2.2. Machine-Learning-Based Approaches

As machine learning (ML) thrives in various fields and industries, time series research continues making significant progresses. All time series forecasting methods assume that there exists an underlying relationship between past values and future values. Artificial neural network (ANN) and DL algorithms can outperform traditional models, by better estimating this underlying function when solving complex patterns [16]. The achievements of ANNs and DL algorithms are also recognized, because of their flexibility, generalization and competitive quality.

- [Tasks to perform]
**1.** Print the part of the time series forecasting text between "2.2. Machine-Learning-Based Approaches" and "and competitive quality.", inclusive.
**2.** Carry on the text about machine-learning approaches to time series forecasting from its last sentence.
The material after this point comes from a different source.

- [Material shown]
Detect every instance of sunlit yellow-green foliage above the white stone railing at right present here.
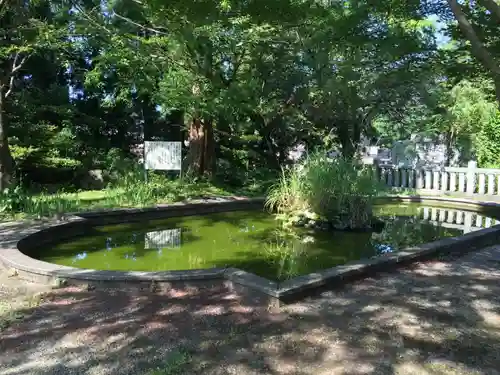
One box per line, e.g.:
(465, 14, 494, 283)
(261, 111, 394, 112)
(375, 79, 497, 165)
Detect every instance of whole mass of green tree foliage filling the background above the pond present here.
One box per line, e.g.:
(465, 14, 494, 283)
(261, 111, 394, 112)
(0, 0, 500, 204)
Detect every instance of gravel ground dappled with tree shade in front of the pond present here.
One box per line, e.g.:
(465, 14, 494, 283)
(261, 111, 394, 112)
(0, 246, 500, 375)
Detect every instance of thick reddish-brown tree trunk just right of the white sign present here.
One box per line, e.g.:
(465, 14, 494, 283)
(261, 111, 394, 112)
(186, 118, 216, 176)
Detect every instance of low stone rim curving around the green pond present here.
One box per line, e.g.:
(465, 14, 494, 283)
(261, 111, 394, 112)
(0, 196, 500, 302)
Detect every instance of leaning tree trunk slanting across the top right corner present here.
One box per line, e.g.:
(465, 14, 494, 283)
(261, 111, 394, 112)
(446, 0, 500, 108)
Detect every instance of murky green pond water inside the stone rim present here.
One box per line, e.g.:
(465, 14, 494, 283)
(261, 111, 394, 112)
(29, 204, 492, 281)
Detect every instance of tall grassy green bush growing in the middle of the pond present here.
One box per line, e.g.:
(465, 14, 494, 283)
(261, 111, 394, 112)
(266, 153, 383, 228)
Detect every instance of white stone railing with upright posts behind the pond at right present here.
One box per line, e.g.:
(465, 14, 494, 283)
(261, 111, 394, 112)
(377, 161, 500, 196)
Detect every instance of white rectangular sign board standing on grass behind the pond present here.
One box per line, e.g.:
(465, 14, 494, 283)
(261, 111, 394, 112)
(144, 141, 182, 171)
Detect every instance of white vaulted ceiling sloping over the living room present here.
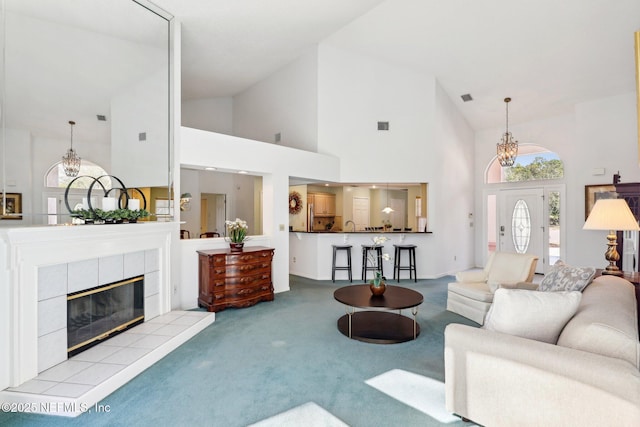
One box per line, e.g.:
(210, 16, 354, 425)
(159, 0, 640, 130)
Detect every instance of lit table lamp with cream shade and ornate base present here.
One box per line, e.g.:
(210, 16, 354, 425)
(582, 199, 640, 276)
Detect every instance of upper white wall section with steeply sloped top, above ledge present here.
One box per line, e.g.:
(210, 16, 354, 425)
(233, 49, 318, 151)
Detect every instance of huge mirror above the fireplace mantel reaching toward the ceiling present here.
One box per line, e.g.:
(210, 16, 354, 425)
(0, 0, 172, 226)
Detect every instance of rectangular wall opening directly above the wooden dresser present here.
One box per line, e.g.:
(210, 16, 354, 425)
(180, 167, 262, 238)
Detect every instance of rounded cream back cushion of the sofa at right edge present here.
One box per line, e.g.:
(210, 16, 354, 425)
(556, 276, 640, 368)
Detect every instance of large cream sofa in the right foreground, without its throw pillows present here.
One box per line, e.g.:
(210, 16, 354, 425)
(444, 276, 640, 427)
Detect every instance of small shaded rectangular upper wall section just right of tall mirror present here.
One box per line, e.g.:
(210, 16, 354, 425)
(182, 97, 233, 135)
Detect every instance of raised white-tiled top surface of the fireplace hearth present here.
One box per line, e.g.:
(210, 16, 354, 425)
(6, 311, 212, 398)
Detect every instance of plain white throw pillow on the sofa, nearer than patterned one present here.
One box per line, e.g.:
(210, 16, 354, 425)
(483, 288, 582, 344)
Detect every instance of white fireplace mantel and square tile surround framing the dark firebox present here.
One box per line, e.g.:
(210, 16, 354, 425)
(0, 222, 213, 416)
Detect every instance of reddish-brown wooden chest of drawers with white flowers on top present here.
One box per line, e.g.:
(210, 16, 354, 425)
(198, 246, 274, 311)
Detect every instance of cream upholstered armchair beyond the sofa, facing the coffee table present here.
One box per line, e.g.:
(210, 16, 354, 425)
(447, 252, 538, 325)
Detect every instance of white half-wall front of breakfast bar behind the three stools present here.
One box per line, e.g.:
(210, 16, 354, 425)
(289, 231, 438, 283)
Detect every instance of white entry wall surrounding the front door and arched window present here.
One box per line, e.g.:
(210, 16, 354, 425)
(474, 93, 640, 267)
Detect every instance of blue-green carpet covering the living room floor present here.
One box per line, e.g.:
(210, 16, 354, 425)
(0, 276, 475, 427)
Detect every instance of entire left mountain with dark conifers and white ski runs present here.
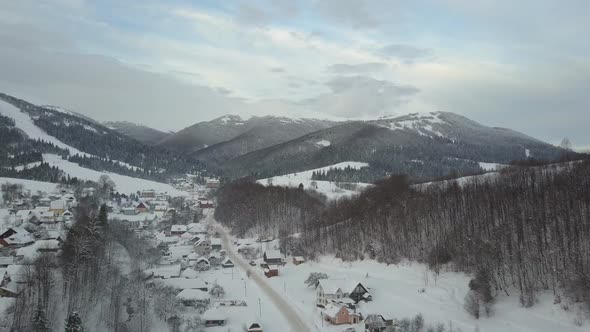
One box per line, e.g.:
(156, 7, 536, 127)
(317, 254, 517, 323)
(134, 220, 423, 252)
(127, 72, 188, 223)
(0, 94, 210, 189)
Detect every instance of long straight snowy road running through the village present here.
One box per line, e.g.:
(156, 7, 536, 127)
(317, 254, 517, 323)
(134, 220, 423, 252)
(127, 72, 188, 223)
(212, 222, 312, 332)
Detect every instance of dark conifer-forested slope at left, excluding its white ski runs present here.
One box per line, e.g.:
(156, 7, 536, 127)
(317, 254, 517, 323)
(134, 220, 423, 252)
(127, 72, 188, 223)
(0, 94, 213, 181)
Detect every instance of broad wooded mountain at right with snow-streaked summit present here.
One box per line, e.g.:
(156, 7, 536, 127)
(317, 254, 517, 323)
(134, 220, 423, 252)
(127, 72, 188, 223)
(225, 112, 562, 182)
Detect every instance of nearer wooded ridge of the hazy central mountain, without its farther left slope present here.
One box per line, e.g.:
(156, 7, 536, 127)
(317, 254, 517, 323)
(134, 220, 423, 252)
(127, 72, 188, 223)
(194, 116, 335, 164)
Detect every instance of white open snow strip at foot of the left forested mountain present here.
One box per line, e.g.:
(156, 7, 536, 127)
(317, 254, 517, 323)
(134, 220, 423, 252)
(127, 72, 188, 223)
(43, 154, 188, 196)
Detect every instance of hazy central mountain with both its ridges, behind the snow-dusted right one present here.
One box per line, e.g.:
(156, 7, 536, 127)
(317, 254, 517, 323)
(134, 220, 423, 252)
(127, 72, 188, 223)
(159, 115, 333, 154)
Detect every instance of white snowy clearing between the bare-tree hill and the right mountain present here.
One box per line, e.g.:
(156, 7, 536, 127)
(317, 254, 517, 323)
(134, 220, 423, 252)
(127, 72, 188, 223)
(258, 161, 370, 199)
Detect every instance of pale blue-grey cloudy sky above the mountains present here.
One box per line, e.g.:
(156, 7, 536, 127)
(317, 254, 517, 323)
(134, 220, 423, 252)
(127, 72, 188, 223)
(0, 0, 590, 147)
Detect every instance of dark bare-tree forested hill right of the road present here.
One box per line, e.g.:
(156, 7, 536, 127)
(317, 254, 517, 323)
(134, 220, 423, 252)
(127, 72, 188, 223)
(216, 160, 590, 312)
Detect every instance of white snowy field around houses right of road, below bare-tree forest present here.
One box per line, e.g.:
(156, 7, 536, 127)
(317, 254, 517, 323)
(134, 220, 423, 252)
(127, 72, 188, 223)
(256, 257, 590, 332)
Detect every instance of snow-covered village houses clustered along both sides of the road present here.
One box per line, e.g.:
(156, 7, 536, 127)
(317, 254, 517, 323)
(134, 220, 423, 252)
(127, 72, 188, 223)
(0, 172, 402, 332)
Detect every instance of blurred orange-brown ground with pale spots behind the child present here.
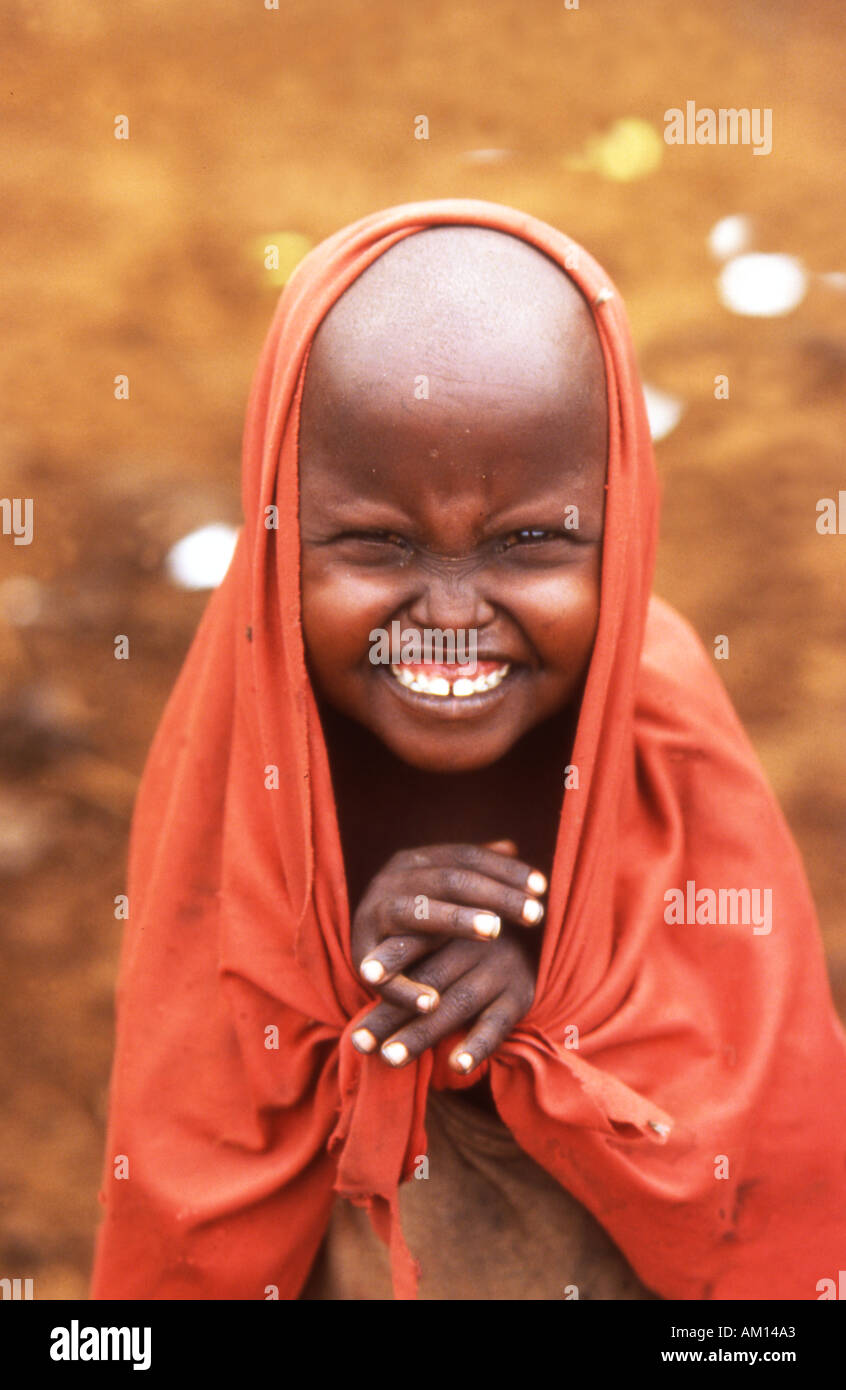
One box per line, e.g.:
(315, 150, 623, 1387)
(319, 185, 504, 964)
(0, 0, 846, 1298)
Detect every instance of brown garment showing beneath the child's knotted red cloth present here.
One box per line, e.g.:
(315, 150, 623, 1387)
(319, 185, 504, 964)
(300, 1091, 656, 1301)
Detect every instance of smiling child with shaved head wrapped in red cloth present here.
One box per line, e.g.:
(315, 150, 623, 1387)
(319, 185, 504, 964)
(93, 200, 846, 1300)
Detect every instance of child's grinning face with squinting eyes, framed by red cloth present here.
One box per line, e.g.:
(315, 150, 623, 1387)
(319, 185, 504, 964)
(300, 234, 607, 771)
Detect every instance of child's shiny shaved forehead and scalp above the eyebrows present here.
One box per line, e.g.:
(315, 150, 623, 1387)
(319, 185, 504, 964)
(300, 227, 607, 528)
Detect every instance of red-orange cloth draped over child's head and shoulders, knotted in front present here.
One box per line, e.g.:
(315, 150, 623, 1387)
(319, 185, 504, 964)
(93, 199, 846, 1300)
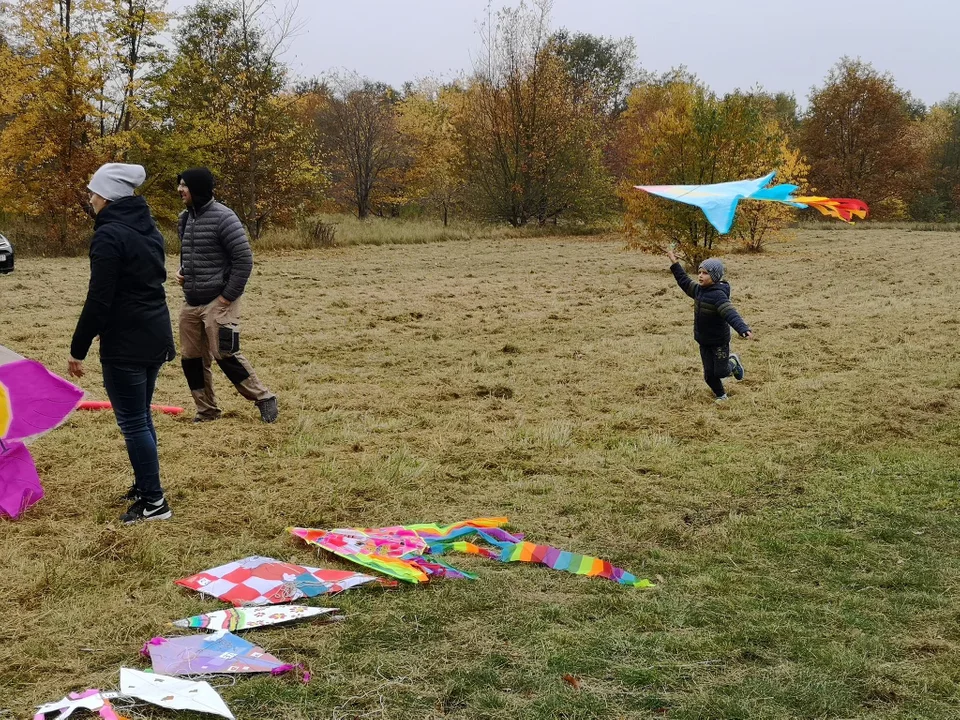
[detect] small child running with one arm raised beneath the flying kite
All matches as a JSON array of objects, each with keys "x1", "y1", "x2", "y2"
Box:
[{"x1": 667, "y1": 250, "x2": 753, "y2": 402}]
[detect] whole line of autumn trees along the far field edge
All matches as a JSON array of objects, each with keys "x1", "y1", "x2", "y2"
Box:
[{"x1": 0, "y1": 0, "x2": 960, "y2": 250}]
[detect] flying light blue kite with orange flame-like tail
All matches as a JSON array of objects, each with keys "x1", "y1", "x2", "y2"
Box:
[{"x1": 635, "y1": 173, "x2": 869, "y2": 235}]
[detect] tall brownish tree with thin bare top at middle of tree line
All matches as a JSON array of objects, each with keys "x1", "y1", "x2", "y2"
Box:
[{"x1": 457, "y1": 0, "x2": 612, "y2": 226}]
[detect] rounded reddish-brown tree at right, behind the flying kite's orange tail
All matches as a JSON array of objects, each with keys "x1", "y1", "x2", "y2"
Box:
[{"x1": 801, "y1": 57, "x2": 922, "y2": 218}]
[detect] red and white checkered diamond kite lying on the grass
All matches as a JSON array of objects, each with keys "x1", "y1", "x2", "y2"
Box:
[{"x1": 174, "y1": 555, "x2": 396, "y2": 606}]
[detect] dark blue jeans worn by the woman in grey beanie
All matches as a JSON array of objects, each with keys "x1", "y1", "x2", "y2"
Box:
[{"x1": 103, "y1": 363, "x2": 163, "y2": 501}]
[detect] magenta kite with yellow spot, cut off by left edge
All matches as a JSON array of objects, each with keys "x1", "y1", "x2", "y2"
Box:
[{"x1": 0, "y1": 347, "x2": 83, "y2": 518}]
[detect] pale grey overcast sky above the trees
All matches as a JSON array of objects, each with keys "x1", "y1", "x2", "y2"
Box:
[{"x1": 168, "y1": 0, "x2": 960, "y2": 105}]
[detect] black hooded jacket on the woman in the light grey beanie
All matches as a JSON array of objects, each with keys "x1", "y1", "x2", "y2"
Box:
[{"x1": 70, "y1": 197, "x2": 176, "y2": 365}]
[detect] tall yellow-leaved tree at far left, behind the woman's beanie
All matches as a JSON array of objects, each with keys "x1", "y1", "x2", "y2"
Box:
[{"x1": 0, "y1": 0, "x2": 104, "y2": 249}]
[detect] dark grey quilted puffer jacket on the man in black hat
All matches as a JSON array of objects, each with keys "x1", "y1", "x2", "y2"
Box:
[{"x1": 179, "y1": 200, "x2": 253, "y2": 305}]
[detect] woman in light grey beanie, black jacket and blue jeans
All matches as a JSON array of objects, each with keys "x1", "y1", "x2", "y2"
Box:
[{"x1": 68, "y1": 163, "x2": 176, "y2": 524}]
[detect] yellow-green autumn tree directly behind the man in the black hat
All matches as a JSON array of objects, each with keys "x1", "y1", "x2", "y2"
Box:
[{"x1": 155, "y1": 0, "x2": 322, "y2": 238}]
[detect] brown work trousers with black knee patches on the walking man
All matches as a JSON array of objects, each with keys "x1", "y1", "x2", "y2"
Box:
[{"x1": 180, "y1": 299, "x2": 274, "y2": 420}]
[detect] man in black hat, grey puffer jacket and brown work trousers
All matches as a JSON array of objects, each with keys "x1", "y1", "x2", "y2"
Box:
[{"x1": 177, "y1": 168, "x2": 278, "y2": 422}]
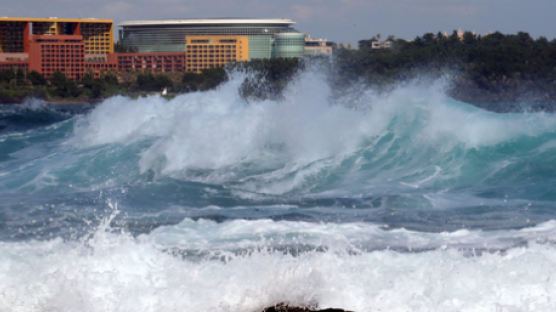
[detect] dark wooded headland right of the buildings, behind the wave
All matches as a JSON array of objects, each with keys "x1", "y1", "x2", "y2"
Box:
[{"x1": 335, "y1": 31, "x2": 556, "y2": 106}]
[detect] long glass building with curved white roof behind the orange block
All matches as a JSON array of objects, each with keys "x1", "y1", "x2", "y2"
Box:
[{"x1": 119, "y1": 18, "x2": 305, "y2": 60}]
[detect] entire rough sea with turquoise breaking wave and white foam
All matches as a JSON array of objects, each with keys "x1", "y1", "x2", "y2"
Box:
[{"x1": 0, "y1": 69, "x2": 556, "y2": 312}]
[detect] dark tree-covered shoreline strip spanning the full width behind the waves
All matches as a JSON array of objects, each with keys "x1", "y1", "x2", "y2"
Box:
[{"x1": 0, "y1": 32, "x2": 556, "y2": 112}]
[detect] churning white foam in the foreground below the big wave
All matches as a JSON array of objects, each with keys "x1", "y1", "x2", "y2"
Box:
[{"x1": 0, "y1": 221, "x2": 556, "y2": 312}]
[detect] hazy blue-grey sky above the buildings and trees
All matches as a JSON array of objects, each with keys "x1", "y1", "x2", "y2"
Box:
[{"x1": 0, "y1": 0, "x2": 556, "y2": 43}]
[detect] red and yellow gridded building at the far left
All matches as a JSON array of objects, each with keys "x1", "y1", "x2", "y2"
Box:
[{"x1": 0, "y1": 17, "x2": 114, "y2": 79}]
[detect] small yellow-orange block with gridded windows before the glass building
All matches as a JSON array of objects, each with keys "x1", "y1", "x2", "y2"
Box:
[{"x1": 185, "y1": 35, "x2": 249, "y2": 73}]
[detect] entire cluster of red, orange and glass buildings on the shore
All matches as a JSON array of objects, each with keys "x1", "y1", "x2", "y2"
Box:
[{"x1": 0, "y1": 17, "x2": 312, "y2": 80}]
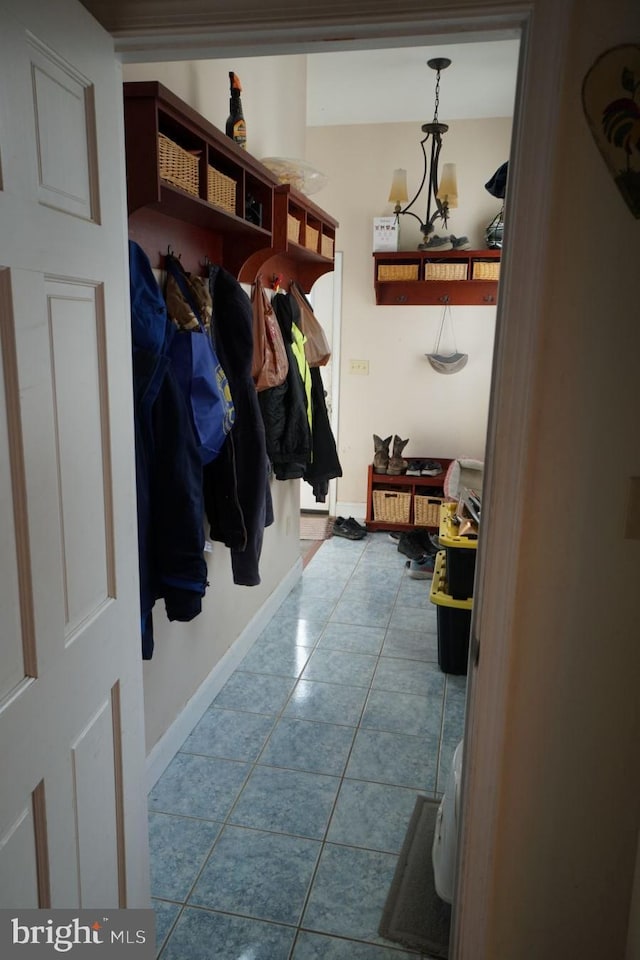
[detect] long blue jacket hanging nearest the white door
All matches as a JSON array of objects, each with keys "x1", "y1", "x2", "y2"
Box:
[{"x1": 129, "y1": 241, "x2": 207, "y2": 660}]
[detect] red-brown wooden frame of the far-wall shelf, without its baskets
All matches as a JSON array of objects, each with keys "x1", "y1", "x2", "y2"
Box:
[{"x1": 373, "y1": 249, "x2": 502, "y2": 307}]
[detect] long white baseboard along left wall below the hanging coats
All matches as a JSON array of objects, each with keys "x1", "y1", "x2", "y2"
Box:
[{"x1": 146, "y1": 558, "x2": 302, "y2": 790}]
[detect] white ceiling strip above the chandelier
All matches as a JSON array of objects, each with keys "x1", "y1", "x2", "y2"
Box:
[{"x1": 307, "y1": 40, "x2": 520, "y2": 126}]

- [Results]
**1.**
2.2. Machine-Learning-Based Approaches

As machine learning (ML) thrives in various fields and industries, time series research continues making significant progresses. All time series forecasting methods assume that there exists an underlying relationship between past values and future values. Artificial neural network (ANN) and DL algorithms can outperform traditional models, by better estimating this underlying function when solving complex patterns [16]. The achievements of ANNs and DL algorithms are also recognized, because of their flexibility, generalization and competitive quality.

**2.**
Multivariate Temporal Convolutional Network (M-TCN) [15] and Multivariate Time Series Forecasting Framework via a Temporal Attention-based Encoder-decoder Model (MTSMFF) [17] are the novel NN structures proposed based on state-of-art of deep learning (DL), in order to improve multivariate time series predictions and adaptively learn inter-series correlation. At the same time, both models require data preprocessing and some degree of human intervention.

3. Methods

This section briefly discusses the theoretical aspects of both traditional time series methods and AutoML-based time series forecasting methods. We primarily introduce the integration of the AutoML framework and examine how these methods address the challenges of multivariate time series.

3.1. Vector Autoregressive (VAR) and Vector Autoregressive Integrated Moving Average (VARIMA)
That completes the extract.